(Data records)
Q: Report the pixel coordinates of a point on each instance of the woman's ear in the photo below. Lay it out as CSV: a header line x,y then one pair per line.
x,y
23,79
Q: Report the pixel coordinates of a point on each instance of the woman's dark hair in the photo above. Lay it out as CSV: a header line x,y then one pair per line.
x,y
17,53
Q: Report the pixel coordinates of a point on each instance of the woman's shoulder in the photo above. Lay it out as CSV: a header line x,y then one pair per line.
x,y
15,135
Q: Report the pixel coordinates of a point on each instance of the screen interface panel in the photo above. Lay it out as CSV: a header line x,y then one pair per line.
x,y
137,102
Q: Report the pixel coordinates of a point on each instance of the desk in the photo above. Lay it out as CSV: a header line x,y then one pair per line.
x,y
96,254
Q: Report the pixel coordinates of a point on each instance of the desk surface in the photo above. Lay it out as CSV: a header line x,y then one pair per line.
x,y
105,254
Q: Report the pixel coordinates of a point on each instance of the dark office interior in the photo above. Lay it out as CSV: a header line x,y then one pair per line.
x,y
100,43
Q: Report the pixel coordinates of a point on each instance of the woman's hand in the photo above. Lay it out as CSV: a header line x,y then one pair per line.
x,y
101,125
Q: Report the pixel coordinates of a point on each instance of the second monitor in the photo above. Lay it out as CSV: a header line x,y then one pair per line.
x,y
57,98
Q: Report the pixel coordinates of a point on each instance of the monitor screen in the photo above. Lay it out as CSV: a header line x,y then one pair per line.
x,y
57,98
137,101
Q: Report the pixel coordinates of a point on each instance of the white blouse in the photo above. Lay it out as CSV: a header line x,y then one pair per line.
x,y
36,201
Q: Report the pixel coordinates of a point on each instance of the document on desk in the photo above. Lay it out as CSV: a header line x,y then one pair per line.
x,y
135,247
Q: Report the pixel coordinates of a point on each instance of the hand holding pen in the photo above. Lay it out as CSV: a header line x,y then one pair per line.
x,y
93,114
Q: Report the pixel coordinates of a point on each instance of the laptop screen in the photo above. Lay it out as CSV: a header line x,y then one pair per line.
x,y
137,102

What is required:
Put down each entry again, unchanged and complete.

Task output:
Q: Report the pixel coordinates of a point on each instance of the woman's ear in the photo below. Lay it out as CSV: a header line x,y then one pair per line.
x,y
23,79
Q: Report the pixel coordinates of a point on each instance of the woman's dark hair in the photo above. Lay it out as CSV: a header line x,y then one pair per line.
x,y
17,53
Q: Report the pixel coordinates of a point on each instance of the woman's shoulder in the photo above. Lay it out as CSV: a header line x,y then one pair per line.
x,y
15,135
Q: Report the pixel coordinates of a point on each instance of the screen interface panel in the photo above. Lay it out as CSV: a header line x,y then one pair per line.
x,y
137,102
Q: Report the pixel coordinates of a point on each instance of the desk in the photo above. Lay it out as CSV: a header line x,y then one pair per line.
x,y
96,254
Q: Report the pixel coordinates of a point on each instance of the desk surface in the photo above. Lay it out as CSV: a header line x,y then one pair per line.
x,y
105,254
Q: Report the pixel coordinates of a point on each instance of the dark office interior in the photo above. Lay it out as CSV: a header line x,y then one pair per line.
x,y
100,43
Q: Report the pixel coordinates of a point on each instance of the woman's hand in the photo above. Lay it out as CSV: a header line x,y then one pair per line.
x,y
101,125
Q: Report the pixel coordinates of a point on each instance of the second monitor in the photo above. Lay it out as CSV: a header line x,y then one pair per line.
x,y
57,98
Q: Report the pixel coordinates of a point on each instance of the monitor screen in the photo above. Lay it out as CSV: a header line x,y then one pair per line.
x,y
57,98
137,101
Q: Report the pixel coordinates of a point on each instance of the white blouse in the photo above. Lay it out as CSV: a header line x,y then one pair per line.
x,y
36,201
Q: Report the pixel coordinates of a point on each instance of the document on desk in the photo above. Lay it out as CSV: a header line x,y then one pair per line.
x,y
135,247
Q: Report the pixel coordinates of a point on each instance of the hand holding pen in the photo above. Lay it out as CSV: a header line x,y then one pair per line.
x,y
93,114
Q: Report the pixel coordinates of a point on each instance of the laptop screen in the photo above. Lay it out as CSV: a header line x,y then one pair per line.
x,y
137,102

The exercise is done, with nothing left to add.